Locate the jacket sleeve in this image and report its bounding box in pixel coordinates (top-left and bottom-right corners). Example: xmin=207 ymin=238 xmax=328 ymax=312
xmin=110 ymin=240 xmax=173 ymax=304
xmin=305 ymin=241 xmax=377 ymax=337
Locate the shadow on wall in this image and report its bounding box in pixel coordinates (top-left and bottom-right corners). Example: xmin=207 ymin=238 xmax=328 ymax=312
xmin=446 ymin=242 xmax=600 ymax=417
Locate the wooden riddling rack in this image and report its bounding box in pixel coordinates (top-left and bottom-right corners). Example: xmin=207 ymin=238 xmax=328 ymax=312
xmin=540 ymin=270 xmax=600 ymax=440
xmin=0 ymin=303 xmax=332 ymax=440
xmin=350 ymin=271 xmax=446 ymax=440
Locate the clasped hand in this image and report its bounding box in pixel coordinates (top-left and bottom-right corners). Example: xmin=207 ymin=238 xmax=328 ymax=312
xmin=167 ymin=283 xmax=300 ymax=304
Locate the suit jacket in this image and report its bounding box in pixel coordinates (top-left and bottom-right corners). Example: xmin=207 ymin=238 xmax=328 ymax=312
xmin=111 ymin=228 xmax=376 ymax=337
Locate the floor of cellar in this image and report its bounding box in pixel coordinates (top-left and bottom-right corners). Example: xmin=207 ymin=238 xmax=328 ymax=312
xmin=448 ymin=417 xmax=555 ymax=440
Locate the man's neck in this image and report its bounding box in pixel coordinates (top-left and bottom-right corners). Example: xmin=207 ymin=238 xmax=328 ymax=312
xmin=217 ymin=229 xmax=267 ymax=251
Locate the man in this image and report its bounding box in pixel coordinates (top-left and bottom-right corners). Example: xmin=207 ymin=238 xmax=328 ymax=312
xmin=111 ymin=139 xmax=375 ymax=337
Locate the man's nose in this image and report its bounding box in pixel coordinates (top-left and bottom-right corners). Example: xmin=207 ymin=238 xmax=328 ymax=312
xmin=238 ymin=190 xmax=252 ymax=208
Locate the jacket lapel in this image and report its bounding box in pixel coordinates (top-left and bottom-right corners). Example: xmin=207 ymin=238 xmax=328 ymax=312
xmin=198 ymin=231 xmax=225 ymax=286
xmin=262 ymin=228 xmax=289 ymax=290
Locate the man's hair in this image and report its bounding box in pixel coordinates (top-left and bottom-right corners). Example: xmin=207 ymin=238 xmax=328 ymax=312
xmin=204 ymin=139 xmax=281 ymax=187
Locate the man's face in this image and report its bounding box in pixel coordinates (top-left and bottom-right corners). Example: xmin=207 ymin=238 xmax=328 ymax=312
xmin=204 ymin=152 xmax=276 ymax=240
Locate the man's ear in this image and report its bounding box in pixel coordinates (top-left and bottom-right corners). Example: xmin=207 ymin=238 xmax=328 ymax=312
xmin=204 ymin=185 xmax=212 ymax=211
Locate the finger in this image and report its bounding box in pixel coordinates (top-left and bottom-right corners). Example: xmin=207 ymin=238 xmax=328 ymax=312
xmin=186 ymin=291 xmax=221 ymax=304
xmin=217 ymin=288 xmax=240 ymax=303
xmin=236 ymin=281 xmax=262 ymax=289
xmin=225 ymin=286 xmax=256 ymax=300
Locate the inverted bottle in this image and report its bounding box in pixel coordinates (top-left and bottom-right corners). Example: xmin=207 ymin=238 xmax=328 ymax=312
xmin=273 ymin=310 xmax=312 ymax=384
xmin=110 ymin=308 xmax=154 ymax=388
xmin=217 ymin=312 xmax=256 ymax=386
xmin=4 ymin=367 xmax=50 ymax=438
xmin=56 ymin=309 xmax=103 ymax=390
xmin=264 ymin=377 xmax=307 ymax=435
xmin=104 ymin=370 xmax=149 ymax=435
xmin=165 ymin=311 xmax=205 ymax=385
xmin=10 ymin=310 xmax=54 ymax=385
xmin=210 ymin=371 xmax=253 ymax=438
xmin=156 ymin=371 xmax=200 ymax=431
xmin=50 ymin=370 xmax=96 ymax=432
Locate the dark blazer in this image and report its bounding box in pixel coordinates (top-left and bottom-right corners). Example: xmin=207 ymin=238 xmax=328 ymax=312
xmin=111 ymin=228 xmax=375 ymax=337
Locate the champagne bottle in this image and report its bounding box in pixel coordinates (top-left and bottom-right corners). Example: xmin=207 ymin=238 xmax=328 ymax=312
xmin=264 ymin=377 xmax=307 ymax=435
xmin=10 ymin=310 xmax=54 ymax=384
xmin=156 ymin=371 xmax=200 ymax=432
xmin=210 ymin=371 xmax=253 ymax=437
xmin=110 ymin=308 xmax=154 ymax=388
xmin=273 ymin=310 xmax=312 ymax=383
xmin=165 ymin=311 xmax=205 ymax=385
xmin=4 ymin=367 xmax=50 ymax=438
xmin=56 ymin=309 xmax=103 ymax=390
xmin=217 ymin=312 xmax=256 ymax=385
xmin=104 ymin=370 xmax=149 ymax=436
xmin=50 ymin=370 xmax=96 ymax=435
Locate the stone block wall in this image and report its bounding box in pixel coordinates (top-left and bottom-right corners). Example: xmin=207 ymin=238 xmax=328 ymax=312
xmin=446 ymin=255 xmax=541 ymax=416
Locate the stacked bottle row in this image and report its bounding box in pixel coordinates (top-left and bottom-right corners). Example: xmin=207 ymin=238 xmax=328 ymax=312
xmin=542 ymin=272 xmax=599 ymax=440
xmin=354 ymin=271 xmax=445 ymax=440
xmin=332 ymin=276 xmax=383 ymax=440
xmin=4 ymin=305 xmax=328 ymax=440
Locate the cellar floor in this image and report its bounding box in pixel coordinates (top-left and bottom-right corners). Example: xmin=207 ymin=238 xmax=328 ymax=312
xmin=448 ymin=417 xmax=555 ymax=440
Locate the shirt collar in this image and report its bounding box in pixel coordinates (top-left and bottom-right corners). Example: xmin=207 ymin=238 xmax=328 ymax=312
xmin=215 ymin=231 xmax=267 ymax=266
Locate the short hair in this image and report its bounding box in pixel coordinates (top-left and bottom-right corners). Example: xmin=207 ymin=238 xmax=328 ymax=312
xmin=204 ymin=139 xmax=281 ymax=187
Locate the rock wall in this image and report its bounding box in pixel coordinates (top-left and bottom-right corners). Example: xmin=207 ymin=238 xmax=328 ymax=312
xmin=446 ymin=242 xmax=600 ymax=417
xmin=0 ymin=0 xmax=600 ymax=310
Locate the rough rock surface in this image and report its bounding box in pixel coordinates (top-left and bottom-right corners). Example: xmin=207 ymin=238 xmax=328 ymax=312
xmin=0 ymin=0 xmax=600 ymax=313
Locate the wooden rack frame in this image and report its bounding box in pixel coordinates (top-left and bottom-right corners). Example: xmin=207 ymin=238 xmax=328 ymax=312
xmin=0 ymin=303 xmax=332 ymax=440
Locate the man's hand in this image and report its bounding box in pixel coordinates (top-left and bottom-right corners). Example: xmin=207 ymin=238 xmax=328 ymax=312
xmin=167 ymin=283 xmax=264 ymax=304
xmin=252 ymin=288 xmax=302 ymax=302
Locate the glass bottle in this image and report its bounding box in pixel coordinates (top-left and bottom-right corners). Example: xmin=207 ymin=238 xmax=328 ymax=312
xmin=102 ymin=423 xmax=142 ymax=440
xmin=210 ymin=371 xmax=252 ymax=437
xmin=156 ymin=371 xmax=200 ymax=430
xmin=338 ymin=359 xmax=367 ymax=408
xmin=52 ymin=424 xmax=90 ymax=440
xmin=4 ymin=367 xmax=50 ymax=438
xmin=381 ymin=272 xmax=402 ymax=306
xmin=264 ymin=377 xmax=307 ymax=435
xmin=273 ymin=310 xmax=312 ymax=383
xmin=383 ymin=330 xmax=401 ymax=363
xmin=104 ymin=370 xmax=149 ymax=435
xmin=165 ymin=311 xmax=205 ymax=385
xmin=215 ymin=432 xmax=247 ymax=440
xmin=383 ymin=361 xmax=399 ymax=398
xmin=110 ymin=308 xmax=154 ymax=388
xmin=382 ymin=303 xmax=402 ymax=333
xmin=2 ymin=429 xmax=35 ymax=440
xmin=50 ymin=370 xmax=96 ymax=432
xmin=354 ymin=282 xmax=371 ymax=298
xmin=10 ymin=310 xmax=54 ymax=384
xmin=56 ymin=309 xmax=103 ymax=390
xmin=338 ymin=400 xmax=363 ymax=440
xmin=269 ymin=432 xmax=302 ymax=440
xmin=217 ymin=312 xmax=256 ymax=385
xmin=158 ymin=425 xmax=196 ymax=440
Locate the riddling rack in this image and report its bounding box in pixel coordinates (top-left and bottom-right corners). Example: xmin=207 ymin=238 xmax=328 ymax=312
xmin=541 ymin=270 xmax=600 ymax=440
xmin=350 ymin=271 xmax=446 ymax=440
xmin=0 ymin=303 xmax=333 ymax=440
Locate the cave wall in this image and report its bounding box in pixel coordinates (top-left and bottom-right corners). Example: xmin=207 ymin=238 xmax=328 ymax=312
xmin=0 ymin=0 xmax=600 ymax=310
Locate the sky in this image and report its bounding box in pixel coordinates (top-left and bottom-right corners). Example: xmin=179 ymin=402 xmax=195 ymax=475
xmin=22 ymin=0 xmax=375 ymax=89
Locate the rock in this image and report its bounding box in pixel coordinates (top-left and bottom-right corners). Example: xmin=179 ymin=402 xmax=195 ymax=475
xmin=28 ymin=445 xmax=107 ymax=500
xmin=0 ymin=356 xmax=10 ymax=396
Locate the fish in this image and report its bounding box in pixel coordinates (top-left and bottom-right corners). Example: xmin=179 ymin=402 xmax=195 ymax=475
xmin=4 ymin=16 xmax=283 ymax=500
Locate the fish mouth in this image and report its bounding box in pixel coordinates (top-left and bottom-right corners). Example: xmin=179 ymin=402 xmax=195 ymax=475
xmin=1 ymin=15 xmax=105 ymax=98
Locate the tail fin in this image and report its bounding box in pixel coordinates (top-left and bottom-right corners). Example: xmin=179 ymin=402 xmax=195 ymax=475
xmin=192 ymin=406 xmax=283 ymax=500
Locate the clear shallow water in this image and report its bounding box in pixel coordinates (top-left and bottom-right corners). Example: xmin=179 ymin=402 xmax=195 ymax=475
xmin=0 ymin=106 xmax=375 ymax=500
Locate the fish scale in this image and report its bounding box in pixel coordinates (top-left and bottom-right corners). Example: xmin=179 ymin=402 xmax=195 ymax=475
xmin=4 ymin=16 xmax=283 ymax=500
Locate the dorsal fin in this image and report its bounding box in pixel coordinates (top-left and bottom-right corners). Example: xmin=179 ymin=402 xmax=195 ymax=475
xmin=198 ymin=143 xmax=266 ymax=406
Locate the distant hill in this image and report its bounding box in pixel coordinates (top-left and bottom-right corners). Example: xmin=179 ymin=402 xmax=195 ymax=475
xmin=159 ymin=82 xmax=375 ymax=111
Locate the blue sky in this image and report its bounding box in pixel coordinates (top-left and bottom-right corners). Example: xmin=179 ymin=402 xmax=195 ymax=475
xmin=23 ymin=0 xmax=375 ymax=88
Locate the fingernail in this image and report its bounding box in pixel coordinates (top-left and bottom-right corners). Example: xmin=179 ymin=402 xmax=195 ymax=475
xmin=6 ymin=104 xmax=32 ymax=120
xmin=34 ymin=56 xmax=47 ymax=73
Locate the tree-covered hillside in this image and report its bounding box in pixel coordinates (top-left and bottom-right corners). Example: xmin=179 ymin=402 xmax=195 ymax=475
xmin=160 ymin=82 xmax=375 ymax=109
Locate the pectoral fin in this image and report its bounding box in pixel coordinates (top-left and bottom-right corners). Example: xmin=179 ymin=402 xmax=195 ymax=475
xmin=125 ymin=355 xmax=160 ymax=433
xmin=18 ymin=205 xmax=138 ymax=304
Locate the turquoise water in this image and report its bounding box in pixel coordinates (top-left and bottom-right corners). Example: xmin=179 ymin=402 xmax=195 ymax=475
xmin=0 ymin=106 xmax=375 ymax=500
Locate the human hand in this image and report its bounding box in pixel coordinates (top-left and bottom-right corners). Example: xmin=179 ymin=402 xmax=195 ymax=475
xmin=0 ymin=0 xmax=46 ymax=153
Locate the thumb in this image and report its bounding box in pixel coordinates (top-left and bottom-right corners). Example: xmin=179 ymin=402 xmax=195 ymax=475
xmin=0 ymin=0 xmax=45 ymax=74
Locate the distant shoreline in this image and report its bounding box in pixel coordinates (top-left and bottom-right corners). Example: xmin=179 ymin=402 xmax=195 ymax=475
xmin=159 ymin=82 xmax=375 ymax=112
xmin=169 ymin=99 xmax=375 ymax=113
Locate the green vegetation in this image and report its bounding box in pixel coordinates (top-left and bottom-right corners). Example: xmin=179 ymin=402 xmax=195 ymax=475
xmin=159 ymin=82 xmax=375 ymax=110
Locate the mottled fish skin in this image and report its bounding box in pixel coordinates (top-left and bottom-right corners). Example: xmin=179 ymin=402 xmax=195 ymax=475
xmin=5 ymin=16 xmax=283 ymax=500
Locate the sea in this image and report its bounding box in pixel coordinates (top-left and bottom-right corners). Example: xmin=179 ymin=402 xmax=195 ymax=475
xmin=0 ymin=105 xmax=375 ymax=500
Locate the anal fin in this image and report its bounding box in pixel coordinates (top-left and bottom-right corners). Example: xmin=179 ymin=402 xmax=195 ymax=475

^^^^

**What this task involves**.
Write out the records above verbatim, from the line containing "Locate the pectoral" through the line containing "xmin=0 ymin=0 xmax=45 ymax=74", including both of those lines.

**Output below**.
Locate the pectoral fin in this image and report its bounding box in pixel coordinates (top-left and bottom-right corners). Example: xmin=179 ymin=402 xmax=195 ymax=475
xmin=125 ymin=355 xmax=160 ymax=433
xmin=18 ymin=205 xmax=138 ymax=304
Locate the turquoise water in this image and report its bounding box in pixel coordinates (top-left and bottom-right corners). Example: xmin=179 ymin=402 xmax=195 ymax=475
xmin=0 ymin=106 xmax=375 ymax=500
Locate the human hand in this image and report its bounding box in pixel coordinates (top-left and bottom-right corners). Example: xmin=179 ymin=402 xmax=195 ymax=475
xmin=0 ymin=0 xmax=46 ymax=153
Locate the thumb in this image and report its bounding box in pixel coordinates (top-left and bottom-right corners). Example: xmin=179 ymin=402 xmax=195 ymax=475
xmin=0 ymin=0 xmax=45 ymax=74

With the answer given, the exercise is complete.